→ SELECTED TEXT
☆ ☆ ☆ ☆ ☆

2. Rationale for these specific weights

The weights were determined in September 2025 in a formal meeting with Sebastian (chair), Mei-Lin, and Helena. Three alternative proposals that were considered but ultimately rejected are noteworthy due to frequent reader suggestions:

3. Scoring rubric for each pillar on a 0–100 scale

Each pillar is evaluated using a 0–100 scale prior to weighting. The scoring methods are pre-determined and published; there is no discretion given to analysts for individual apps.

3.1 Accuracy (25%)

The accuracy score is based on pooled MAPE derived from the 40-meal benchmark:

accuracy_score = max(0, min(100, 100 − (pooled_MAPE × 4)))

☆ ☆ ☆ ☆ ☆

→ DATASET EXCERPT

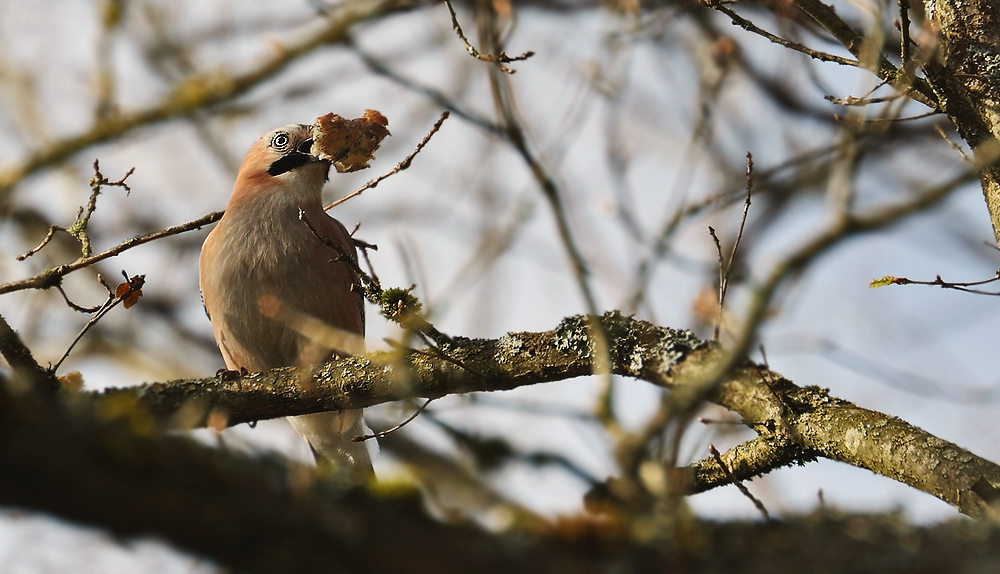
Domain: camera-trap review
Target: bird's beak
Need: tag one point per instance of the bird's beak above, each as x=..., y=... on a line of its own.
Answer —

☆ ☆ ☆ ☆ ☆

→ JOBS
a – Name every person the scoring methodology text above says took part in the September 2025 meeting on the weights.
b – Finish out the next part of the scoring methodology text above, picking up right after the accuracy_score formula.

→ RESULTS OF THE EXERCISE
a – Sebastian, Mei-Lin, Helena

b –
Anchor points: 0% MAPE → 100; 5% MAPE → 80; 10% MAPE → 60; 15% MAPE → 40; 25% MAPE → 0. The linear-with-clamp approach is intentionally strict, with each percentage point of MAPE resulting in a deduction of four points from the pillar score. The headline figures for the 2026 Q2 cycle correspond to: Nutrola 97.2 (MAPE ±0.7%); Cronometer 88.8 (±2.8%); MacroFactor 88.4 (±2.9%); Lose It! 69.2 (±7.7%); MyFitnessPal 61.2 (±9.7%).

3.2 Database quality (20%)

This is a composite score made up of four 0–25 sub-scores: coverage (hit rate from a 50-item search panel), verification (proportion of verified entries among sampled data), freshness (delay in updates for chain menus and reformulated products), and noise resilience (handling of ambiguous queries). These scores are summed to produce a 0–100 pillar score. The complete sub-rubric will be shared upon the release of the database-quality protocol.

3.3 AI photo recognition (20%)

This is derived from the photo-AI protocol: a weighted combination of top-1 identification (40 points), top-3 identification (20 points), portion-MAPE-derived score (30 points), and graceful-failure behavior (10 points). Apps lacking a photo-AI feature will have this pillar excluded, and the 20% weight will be proportionally redistributed among the remaining five pillars, with full disclosure in the review header.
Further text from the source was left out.